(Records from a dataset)
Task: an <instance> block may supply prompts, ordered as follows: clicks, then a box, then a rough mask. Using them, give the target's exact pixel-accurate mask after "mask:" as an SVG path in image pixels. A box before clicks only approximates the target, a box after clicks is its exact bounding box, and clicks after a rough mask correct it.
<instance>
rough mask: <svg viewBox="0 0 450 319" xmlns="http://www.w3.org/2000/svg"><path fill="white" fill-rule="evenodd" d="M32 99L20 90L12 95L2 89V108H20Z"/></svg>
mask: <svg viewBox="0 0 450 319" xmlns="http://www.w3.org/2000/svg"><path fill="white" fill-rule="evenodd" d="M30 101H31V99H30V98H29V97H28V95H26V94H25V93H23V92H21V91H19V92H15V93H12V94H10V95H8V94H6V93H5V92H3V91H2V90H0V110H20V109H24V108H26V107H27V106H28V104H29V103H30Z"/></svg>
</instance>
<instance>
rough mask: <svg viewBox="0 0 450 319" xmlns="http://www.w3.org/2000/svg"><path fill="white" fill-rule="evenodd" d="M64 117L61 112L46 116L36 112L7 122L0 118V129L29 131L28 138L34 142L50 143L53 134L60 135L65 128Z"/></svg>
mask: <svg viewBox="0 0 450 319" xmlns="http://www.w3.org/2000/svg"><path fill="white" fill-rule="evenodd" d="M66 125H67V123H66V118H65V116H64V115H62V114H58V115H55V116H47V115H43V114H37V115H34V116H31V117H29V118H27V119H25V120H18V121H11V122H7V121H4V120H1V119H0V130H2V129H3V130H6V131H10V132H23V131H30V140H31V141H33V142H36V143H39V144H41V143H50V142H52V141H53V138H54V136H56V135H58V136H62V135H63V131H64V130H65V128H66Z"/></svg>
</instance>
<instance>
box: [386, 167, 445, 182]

DIRECTIONS FOR THIS TASK: Reproduce all of the records above verbatim, line for line, with nothing altered.

WRITTEN REPLY:
Task: an <instance> block may supply prompts, ordered as follows: clicks, then a box, then a rough mask. Using them, give the target's exact pixel-accurate mask after "mask:" as an SVG path in image pixels. A box before clicks only approximates the target, a box after clicks is its exact bounding box, and clicks after a rough mask correct it.
<instance>
rough mask: <svg viewBox="0 0 450 319" xmlns="http://www.w3.org/2000/svg"><path fill="white" fill-rule="evenodd" d="M32 99L20 90L12 95L2 89V108H20Z"/></svg>
mask: <svg viewBox="0 0 450 319" xmlns="http://www.w3.org/2000/svg"><path fill="white" fill-rule="evenodd" d="M30 101H31V99H30V98H29V97H28V95H26V94H25V93H23V92H21V91H19V92H15V93H12V94H10V95H8V94H6V93H5V92H3V91H2V90H0V110H20V109H24V108H26V107H27V106H28V104H29V103H30Z"/></svg>
</instance>
<instance>
rough mask: <svg viewBox="0 0 450 319" xmlns="http://www.w3.org/2000/svg"><path fill="white" fill-rule="evenodd" d="M64 117L61 112L46 116L36 112L7 122L0 118V129L29 131L28 138L34 142L50 143L53 134L60 135L65 128Z"/></svg>
mask: <svg viewBox="0 0 450 319" xmlns="http://www.w3.org/2000/svg"><path fill="white" fill-rule="evenodd" d="M66 125H67V123H66V118H65V116H64V115H62V114H58V115H55V116H47V115H43V114H37V115H34V116H31V117H29V118H27V119H25V120H18V121H11V122H7V121H4V120H1V119H0V130H2V129H3V130H6V131H10V132H23V131H30V140H31V141H33V142H36V143H39V144H41V143H50V142H52V141H53V138H54V136H56V135H58V136H62V135H63V131H64V130H65V128H66Z"/></svg>
</instance>
<instance>
box: [386, 167, 445, 182]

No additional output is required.